◆ Given instruction 1 ◆
In the listing, locate every line that contains the string "rock" and copy each one. Case matters.

◆ Supplied passage ◆
-- BEGIN --

Bresenham Circle Algorithm

• The radius of the circle is r
• The center of the circle is pixel (0, 1)
• The algorithm starts with pixel (0, r)
• It draws a circular arc in the second octant
• Coordinate x is incremented at every step
• If the value of the circle function becomes non-negative (pixel not inside the circle), y is decremented

Pre-filtering:

• extract high frequencies before sampling
• treat the pixel as a finite area
• compute the % contribution of each primitive in the pixel area

Post-filtering:

• extract high frequencies after sampling
• increase sampling frequency
• results are averaged down

Catmull’s Algorithm

Cohen – Sutherland (CS) Algorithm

• Perform a low-cost test which decides if a line segment is entirely inside or entirely outside the clipping window
• For each non-trivial line segment compute its intersection with one of the lines defined by the window boundary
• Recursively apply the algorithm to both resultant line segments

The low cost test can be done by assigning a 4-bit code to each of the nine sections around a pixel.

-- END --

◆ Stored data ◆

-- BEGIN --

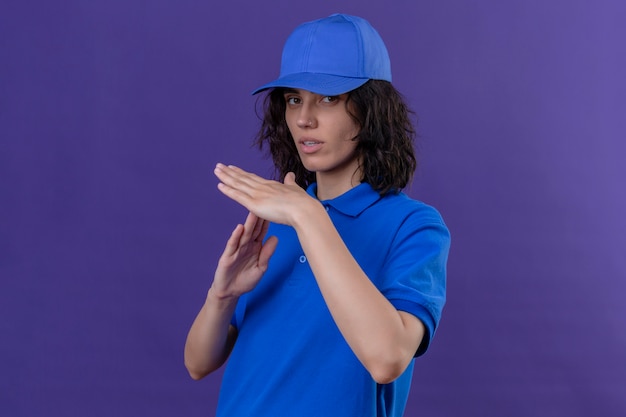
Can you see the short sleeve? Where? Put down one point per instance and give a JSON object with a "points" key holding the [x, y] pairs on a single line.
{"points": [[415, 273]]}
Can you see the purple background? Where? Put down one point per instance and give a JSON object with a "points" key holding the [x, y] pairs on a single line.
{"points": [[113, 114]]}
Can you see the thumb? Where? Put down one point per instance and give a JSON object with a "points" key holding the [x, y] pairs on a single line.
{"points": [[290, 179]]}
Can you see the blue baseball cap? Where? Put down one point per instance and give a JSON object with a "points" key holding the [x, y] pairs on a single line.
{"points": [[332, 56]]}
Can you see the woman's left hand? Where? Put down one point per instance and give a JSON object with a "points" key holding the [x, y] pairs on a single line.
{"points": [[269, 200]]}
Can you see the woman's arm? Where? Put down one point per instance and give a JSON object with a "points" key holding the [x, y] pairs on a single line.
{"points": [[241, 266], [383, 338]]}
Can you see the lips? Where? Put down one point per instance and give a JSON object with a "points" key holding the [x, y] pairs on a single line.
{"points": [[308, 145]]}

-- END --
-- BEGIN --

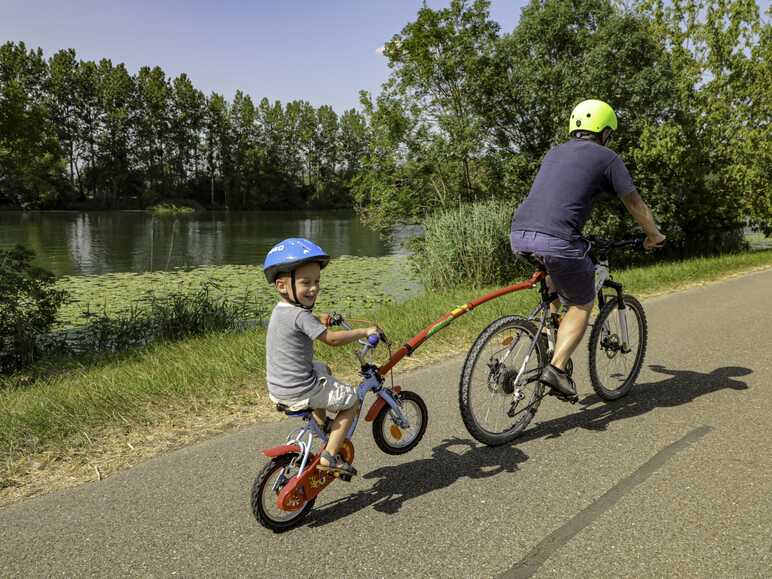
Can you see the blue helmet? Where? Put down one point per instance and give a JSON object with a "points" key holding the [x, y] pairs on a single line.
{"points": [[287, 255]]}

-- END --
-- BEGIN --

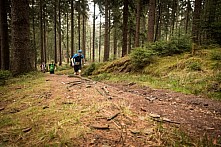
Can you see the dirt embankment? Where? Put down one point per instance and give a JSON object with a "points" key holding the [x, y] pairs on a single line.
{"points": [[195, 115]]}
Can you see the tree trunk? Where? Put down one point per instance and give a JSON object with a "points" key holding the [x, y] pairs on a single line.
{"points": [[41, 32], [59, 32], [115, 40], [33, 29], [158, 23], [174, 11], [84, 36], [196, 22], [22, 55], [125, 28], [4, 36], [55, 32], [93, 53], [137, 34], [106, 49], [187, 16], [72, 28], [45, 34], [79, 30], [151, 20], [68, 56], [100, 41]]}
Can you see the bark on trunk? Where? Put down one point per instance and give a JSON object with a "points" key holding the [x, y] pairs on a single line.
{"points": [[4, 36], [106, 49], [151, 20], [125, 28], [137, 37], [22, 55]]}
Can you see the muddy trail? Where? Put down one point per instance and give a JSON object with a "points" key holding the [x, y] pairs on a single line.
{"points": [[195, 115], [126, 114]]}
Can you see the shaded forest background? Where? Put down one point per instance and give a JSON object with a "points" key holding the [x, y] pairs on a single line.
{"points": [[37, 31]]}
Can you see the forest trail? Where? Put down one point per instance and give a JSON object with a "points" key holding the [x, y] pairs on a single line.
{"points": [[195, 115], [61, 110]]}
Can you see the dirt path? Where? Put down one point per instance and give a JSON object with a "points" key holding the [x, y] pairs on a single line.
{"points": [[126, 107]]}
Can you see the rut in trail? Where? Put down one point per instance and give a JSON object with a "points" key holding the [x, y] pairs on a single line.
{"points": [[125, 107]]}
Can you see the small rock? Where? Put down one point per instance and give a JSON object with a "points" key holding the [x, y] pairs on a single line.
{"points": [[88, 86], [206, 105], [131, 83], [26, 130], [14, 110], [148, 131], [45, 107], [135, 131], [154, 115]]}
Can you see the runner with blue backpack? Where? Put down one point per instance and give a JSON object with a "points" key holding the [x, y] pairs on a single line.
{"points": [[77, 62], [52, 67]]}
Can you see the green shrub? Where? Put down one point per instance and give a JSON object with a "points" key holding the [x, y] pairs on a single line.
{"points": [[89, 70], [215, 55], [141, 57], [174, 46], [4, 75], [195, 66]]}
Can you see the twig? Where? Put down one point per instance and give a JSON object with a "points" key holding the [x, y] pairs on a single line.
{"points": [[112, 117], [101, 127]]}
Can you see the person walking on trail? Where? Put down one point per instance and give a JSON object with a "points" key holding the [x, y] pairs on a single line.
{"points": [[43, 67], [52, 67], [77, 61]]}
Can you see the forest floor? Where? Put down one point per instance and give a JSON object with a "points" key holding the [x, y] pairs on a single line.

-- END --

◆ Given instruction 2 ◆
Check each statement against the computer graphics notes above. For each one, answer yes or no and quote the words that decide it. (a) The Bresenham circle algorithm starts with pixel (0, r). (b) Post-filtering extracts high frequencies before sampling. (c) The low-cost test in the Cohen–Sutherland algorithm can assign a 4-bit code to each of the nine sections around a pixel.

◆ Problem solution 1 ◆
Can you see the small rock? Where? Put down one point per instance and give a JSON object with a "points" key holding the [x, y] pairs on a single line.

◆ Problem solution 2 ◆
(a) Yes: "The algorithm starts with pixel (0, r)"
(b) No: "extract high frequencies after sampling"
(c) Yes: "assigning a 4-bit code to each of the nine sections around a pixel"